La Tunisie est traditionnellement un pays à vocation agricole, mais l’agriculture a été délaissée et marginalisée depuis le début des années 70 et des choix ont été faits au profit d’autres secteurs économiques comme l’industrie et le tourisme.
Cependant les déboires des activités minières et extractives, de certaines industries lourdes comme la sidérurgie, la cellulose, le sucre et les pneumatiques ainsi que la crise du tourisme devenue endémique depuis six ans ainsi que l’impératif de la sécurité alimentaire, font que l’agriculture revient au premier rang de nos préoccupations et au centre des intérêts de la nation.
Il faut dire que les activités agricoles favorisent l’attachement des hommes à la terre plutôt que de favoriser l’exode rural et la surpopulation urbaine, créent des emplois massifs et permettent une autosuffisance alimentaire des paysans.
Une agriculture prospère permet non seulement de réduire les importations coûteuses en devises de produits alimentaires mais favorise les exportations. Cependant, notre agriculture souffre de plusieurs goulots d’étranglement majeurs, obstacles qui méritent d’être éliminés par des mesures adéquates si nous voulons réellement optimiser et récolter les dividendes de nos performances agricoles.
Les circuits de commercialisation des produits agricoles sont anarchiques et spéculatifs, aux dépens des intérêts légitimes des producteurs agricoles et des consommateurs et au profit des khadharas, spéculateurs et grossistes.
Même le Trésor public (fisc) ne trouve pas son compte puisque 60% de la production des fruits, légumes et céréales échappent aux circuits officiels.
La déperdition pour vols, gaspillages, négligences et manque de fraicheur avoisine les 10% car il s’agit de produits périssables.
Les paysans qui n’ont pas su ou pu s’organiser en sociétés ou coopératives pour commercialiser correctement leurs récoltes et disposer de camions pour s’approvisionner en matières premières, subissent des préjudices certains.
L’absence de marchés de gros de fruits et légumes bien conçus, correctement aménagés et équipés dans des villes comme Siliana, Jendouba, Sidi Bou Zid, Kasserine, Gabès et Bizerte sont à l’origine de pertes énormes, car il s’agit de produits sensibles à la chaleur et aux intempéries.
Mais aussi de manque à gagner au niveau de la faible valeur ajoutée des produits commercialisés, de l’absence d’activités de transformation et de la non-création d’emplois dans des régions où le taux de chômage est élevé.

_____

= TRAVAIL À RÉALISER =
1 – Restituez le passage du texte sur l'agriculture tunisienne qui s'ouvre sur les mots contenant « Une agriculture prospère » et se referme sur « spéculateurs et grossistes. ».
2 – D'après le texte sur l'agriculture tunisienne, quelle proportion de la production des fruits, légumes et céréales échappe aux circuits officiels ?
3 – Indiquez si chacune des affirmations suivantes est conforme au texte sur l'agriculture tunisienne, en répondant par oui ou par non et en citant les mots du texte qui tranchent. (a) L'agriculture a été délaissée à partir du début des années 70. (b) La déperdition des produits agricoles avoisine les 20 %. (c) La crise du tourisme dure depuis dix ans.

[Lignes du jeu de données]
_____

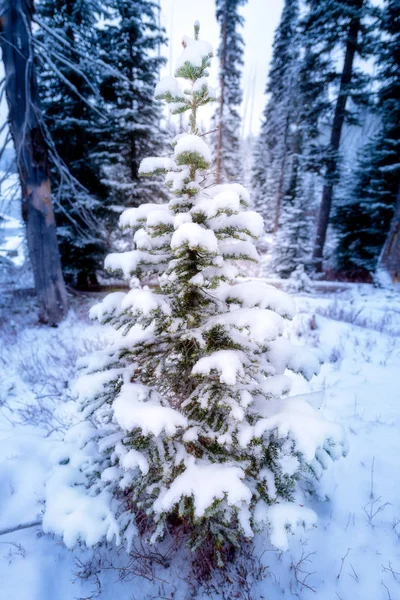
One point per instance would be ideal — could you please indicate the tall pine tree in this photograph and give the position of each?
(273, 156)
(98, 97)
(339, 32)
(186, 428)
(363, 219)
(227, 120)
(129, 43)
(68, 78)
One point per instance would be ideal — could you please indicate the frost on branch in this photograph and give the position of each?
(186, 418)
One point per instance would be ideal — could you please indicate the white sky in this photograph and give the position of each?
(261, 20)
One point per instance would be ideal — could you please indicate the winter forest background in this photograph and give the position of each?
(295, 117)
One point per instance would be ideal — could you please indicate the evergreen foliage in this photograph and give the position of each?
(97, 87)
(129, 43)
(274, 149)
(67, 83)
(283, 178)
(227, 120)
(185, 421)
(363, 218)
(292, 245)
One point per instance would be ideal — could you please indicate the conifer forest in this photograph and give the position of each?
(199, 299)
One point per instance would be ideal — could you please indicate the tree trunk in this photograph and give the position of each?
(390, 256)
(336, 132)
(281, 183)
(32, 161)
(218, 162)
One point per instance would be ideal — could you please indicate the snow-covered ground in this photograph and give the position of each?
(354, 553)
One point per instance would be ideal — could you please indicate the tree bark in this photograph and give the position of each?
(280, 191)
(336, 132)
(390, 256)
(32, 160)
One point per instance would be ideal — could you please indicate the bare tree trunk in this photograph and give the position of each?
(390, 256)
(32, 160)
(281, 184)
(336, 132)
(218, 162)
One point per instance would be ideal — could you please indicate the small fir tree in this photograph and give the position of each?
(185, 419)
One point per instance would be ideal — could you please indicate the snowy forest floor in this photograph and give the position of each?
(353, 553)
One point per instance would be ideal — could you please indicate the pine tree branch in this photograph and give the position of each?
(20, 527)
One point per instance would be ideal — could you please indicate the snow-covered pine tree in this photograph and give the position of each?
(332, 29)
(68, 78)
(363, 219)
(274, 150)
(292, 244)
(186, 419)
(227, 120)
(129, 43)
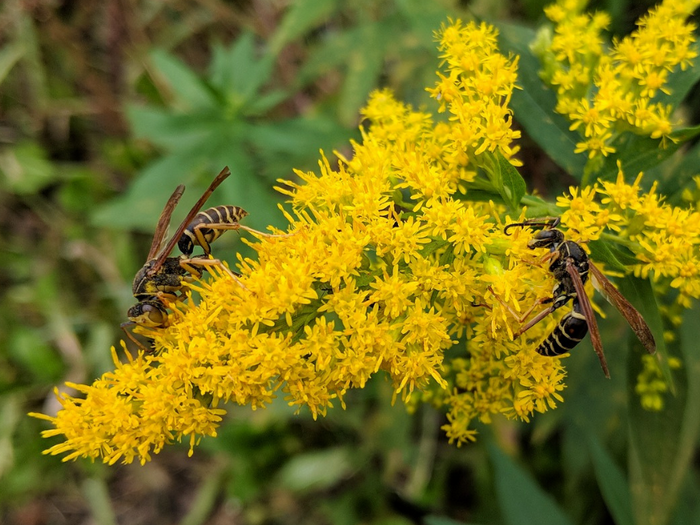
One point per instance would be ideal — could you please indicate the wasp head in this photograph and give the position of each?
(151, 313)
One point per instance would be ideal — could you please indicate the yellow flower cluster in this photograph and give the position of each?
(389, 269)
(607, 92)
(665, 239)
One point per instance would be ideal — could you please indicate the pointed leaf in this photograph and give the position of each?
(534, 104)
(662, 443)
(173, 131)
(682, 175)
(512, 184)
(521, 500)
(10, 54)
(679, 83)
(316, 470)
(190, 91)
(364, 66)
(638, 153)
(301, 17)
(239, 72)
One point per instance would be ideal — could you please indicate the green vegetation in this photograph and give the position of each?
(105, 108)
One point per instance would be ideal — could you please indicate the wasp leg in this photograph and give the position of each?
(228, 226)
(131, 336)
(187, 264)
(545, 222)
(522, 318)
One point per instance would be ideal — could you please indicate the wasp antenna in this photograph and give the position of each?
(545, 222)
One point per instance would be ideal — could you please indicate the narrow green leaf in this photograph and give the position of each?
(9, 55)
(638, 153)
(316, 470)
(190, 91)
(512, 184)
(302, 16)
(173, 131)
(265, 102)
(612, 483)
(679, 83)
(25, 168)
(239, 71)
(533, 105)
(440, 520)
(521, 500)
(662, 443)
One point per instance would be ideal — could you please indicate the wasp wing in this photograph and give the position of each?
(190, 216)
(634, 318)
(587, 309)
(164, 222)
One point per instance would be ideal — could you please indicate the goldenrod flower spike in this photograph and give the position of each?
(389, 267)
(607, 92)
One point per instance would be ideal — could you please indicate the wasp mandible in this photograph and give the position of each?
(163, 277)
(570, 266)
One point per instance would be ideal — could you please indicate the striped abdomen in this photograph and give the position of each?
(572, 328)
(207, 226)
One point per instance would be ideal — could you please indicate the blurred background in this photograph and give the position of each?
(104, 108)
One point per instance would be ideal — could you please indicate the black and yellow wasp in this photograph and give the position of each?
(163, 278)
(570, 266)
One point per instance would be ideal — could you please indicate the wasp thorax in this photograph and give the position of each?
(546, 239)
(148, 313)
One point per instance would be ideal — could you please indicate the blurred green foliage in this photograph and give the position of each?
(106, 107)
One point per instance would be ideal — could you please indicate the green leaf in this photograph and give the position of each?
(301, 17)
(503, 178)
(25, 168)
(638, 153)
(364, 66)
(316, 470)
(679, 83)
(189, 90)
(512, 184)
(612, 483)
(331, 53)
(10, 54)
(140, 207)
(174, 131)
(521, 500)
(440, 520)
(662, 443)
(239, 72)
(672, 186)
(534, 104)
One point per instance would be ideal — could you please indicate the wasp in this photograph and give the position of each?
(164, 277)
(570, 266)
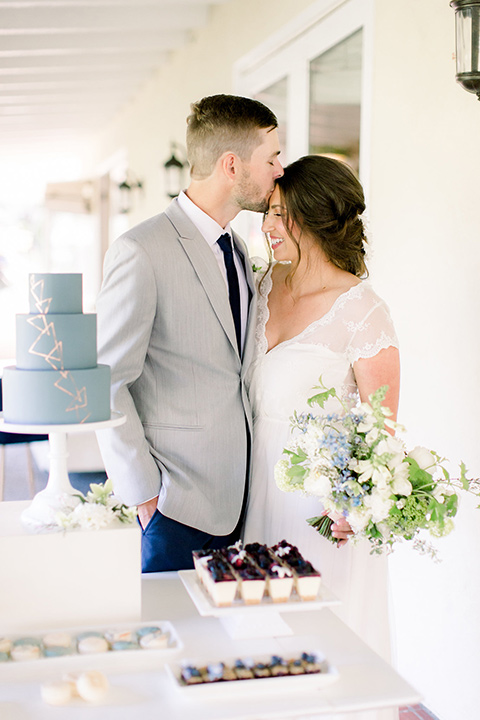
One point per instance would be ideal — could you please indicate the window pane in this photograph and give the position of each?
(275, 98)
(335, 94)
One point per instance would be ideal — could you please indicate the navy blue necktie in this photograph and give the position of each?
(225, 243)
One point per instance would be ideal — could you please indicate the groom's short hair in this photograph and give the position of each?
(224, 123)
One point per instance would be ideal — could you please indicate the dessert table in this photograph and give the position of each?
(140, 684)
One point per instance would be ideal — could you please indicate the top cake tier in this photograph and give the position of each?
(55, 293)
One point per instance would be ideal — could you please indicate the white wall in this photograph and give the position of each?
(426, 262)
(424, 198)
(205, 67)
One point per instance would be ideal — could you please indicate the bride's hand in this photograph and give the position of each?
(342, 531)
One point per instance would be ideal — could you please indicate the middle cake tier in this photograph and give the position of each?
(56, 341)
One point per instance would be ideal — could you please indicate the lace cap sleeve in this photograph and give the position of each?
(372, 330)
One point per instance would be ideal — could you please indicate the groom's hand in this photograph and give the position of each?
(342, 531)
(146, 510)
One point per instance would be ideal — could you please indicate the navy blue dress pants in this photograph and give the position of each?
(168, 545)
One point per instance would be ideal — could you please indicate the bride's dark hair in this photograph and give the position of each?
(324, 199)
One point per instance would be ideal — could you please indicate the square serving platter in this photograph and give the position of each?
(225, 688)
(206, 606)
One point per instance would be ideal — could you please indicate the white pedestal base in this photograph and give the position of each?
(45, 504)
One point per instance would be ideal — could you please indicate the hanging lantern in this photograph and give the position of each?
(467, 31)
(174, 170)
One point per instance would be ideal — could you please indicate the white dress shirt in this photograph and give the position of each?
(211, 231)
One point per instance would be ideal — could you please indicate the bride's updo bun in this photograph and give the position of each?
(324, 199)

_____

= LES RÉPONSES =
1 –
Une agriculture prospère permet non seulement de réduire les importations coûteuses en devises de produits alimentaires mais favorise les exportations. Cependant, notre agriculture souffre de plusieurs goulots d’étranglement majeurs, obstacles qui méritent d’être éliminés par des mesures adéquates si nous voulons réellement optimiser et récolter les dividendes de nos performances agricoles.
Les circuits de commercialisation des produits agricoles sont anarchiques et spéculatifs, aux dépens des intérêts légitimes des producteurs agricoles et des consommateurs et au profit des khadharas, spéculateurs et grossistes.

2 – 60 % de cette production échappe aux circuits officiels.

3 –
(a) Oui : « l’agriculture a été délaissée et marginalisée depuis le début des années 70 ».
(b) Non : « La déperdition pour vols, gaspillages, négligences et manque de fraicheur avoisine les 10% ».
(c) Non : « la crise du tourisme devenue endémique depuis six ans ».